*Task*.
Copy out the piece about a father's sudden death word for word, in full.

(Beginning of Selected text)

I had my father die unexpectedly in April. It is the call one never wants and I know one my mother
did not expect to have to make. After the shock of hearing my dad had died and making sure my mum had someone there to support her, as all of us - the kids- lived far away from our parents, I had to then make phone calls to my husband and children letting them know that my dad had died. I then spent countless time online trying to book a flight out of Vancouver, Canada to Perth, Australia.
After flying for 30 plus hours I arrived and my sister picked me up, again not the way I wanted to reconnect after not seeing her for 3 years and we made the long drive back to my home town - 3 hours away.
There I had to be strong and support my mum in her time of shock and grief. I spent the first week helping out and being a bit of a buffer between my siblings and some of my mother and fathers well meaning friends.
Because my dad died in hospital after an operation of complications, not associated with surgery, we had to wait for over 10 days before we could arrange a funeral time. In a small community where my dad was very well know that presented a few headaches for my mum as well as for us. We all rallied as best as we could.

(End of Selected text)
(Beginning of Given data)

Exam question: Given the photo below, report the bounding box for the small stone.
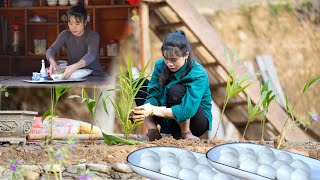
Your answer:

(End of Given data)

*Worked solution*.
I had my father die unexpectedly in April. It is the call one never wants and I know one my mother
did not expect to have to make. After the shock of hearing my dad had died and making sure my mum had someone there to support her, as all of us - the kids- lived far away from our parents, I had to then make phone calls to my husband and children letting them know that my dad had died. I then spent countless time online trying to book a flight out of Vancouver, Canada to Perth, Australia.
After flying for 30 plus hours I arrived and my sister picked me up, again not the way I wanted to reconnect after not seeing her for 3 years and we made the long drive back to my home town - 3 hours away.
There I had to be strong and support my mum in her time of shock and grief. I spent the first week helping out and being a bit of a buffer between my siblings and some of my mother and fathers well meaning friends.
Because my dad died in hospital after an operation of complications, not associated with surgery, we had to wait for over 10 days before we could arrange a funeral time. In a small community where my dad was very well know that presented a few headaches for my mum as well as for us. We all rallied as best as we could.